> [Yapılacak iş]
Fiber teknelerde jelkot bakımını anlatan metni kaldığı yerden sürdürün.

----- Belge alıntısı -----

Fiber tekne sahipleri, tekne bakımları sırasında aslında fiberglasın değil %90 jelkotun temizliğini ve bakımını yaparlar. Çünkü en dış yüzeyde her zaman jelkot tabakası vardır.
Teknelerin dış yüzeyleri jelkot ile kaplıdır. Jelkot malzemesi, temizlik ürünleri ile kolay kolay yıpranmaz. Ancak aseton, tiner, tik bakımı için kullanılan asitler ile jelkot yüzeyler uzun süre temas ettirilirse zarar görebilir. Jelkotta renk farkı oluşabilir, parlaklıklarını kaybederler.
O yüzden marin deterjanlar veya arap sabunu ile teknelerin temizliğini yapmak en doğru yol olacaktır. Ülkemizde bir çok marinada deterjan kullanımı yasaktır. Denizlerimizin temiz kalması için aşırı ve gereksiz deterjan kullanmaktan kesinlikle kaçınılmalıdır.
Fiber malzeme, en az 3 yıl, yoğun güneşli bölgelerde kalsa bile parlaklığını kolay kolay yitirmez. O yüzden klasik temizlik malzemeleri haricinde ekstra bir temizliğe ihtiyacı olmayacaktır.

----- Kaynak bilgisi -----

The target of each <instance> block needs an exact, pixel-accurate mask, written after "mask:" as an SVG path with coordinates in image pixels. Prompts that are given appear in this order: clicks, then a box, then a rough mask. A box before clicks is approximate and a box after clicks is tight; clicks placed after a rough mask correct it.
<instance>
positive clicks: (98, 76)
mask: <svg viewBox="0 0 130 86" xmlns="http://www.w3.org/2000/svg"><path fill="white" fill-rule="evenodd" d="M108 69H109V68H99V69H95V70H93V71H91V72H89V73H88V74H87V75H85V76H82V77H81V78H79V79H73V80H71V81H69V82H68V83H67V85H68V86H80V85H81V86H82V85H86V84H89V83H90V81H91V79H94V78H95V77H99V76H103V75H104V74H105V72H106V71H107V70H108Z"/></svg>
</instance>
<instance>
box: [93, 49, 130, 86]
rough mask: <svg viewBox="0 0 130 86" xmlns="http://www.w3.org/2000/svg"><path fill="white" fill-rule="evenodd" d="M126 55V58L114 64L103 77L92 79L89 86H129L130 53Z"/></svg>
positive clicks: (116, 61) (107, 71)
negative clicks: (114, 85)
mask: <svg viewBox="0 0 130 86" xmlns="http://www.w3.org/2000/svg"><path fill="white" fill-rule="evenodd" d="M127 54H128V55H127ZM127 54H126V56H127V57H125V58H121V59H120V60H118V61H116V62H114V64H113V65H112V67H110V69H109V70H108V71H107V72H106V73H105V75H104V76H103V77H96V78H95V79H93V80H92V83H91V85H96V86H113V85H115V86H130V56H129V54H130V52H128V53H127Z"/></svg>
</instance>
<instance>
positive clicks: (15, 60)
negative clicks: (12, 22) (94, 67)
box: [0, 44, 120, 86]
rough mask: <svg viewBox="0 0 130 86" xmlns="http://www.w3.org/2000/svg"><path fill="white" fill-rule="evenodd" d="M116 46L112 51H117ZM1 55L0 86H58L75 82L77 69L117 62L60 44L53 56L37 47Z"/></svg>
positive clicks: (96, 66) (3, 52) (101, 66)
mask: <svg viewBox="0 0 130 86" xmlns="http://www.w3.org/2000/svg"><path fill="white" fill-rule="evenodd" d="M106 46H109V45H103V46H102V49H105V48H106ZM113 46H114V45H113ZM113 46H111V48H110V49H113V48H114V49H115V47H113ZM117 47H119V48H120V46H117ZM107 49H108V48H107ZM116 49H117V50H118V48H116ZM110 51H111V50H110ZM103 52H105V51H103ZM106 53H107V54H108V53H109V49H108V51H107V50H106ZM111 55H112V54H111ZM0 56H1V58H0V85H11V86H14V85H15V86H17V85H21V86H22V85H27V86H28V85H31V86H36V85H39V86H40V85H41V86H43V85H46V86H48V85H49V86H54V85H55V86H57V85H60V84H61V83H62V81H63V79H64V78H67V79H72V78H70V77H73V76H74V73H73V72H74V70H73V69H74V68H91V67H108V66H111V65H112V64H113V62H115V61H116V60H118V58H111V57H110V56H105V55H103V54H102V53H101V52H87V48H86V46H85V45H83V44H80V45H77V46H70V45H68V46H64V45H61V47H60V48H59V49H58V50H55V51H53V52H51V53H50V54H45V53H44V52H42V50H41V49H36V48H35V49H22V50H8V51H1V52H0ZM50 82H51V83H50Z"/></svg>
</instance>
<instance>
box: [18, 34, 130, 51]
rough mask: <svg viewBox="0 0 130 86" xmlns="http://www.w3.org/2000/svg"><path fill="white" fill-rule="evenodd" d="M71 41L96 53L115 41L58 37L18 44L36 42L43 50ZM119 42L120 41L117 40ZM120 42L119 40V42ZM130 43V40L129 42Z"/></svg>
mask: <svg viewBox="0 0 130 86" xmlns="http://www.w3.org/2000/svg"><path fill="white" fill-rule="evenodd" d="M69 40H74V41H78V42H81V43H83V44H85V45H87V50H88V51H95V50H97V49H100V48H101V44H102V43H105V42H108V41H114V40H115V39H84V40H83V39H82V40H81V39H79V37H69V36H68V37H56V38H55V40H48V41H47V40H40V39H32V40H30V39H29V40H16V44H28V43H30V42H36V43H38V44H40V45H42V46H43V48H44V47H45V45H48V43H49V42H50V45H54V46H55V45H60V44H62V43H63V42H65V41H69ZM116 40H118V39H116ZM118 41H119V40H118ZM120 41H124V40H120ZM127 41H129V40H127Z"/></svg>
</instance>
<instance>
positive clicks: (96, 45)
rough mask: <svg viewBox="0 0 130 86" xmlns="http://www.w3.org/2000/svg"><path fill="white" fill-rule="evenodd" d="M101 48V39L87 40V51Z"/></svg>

-----

> [Alıştırma cevabı]
Fiberglas teknelerin üzerindeki jelkot malzemesi güneşten yanabilir. Uzun yıllar koruma yapılmamışsa matlaşma başlayabilir. Bunu engellemek için ince pasta uygulanmalı sonrasında ise koruma cilası yapmak, eski parlaklıklarının yakalanmasını sağlayacaktır.
Yeni jelkota sahip ve matlaşmayan bölgelere pasta – wax uygulaması kesinlikle yapılmamalıdır. Pasta uygulaması, ince zımpara gibidir ve jelkot yüzeylerin incelmesine sebep olur. Bazı servisler, müşterilerden bakım ücreti alabilmek için yeni teknelere bile pasta uygulaması yapmaktadır. Tekne sahibiyseniz ve yeni tekneniz varsa kesinlikle izin vermeyiniz. Belki 2 veya 4 yıl, güneş koşullarına göre, teknenizde pastaya ihtiyaç olmayabilir.
Özellikle yıl boyunca denizde bekleyen teknelerin, su altında kalan karina kısımları, deniz canlılarının saldırısı altındadır. Su altındaki jelkot ve üzerini kaplayan fiberglas yapıya zarar gelmemesi için zehirli boya uygulaması yapılır. Zehirli boya, deniz canlılarının yapışmasını nispeten azaltır Teknenin altında, yosun ve kekamozların tutunmaması için kaygan bir zemin oluşmasında yardımcı olur.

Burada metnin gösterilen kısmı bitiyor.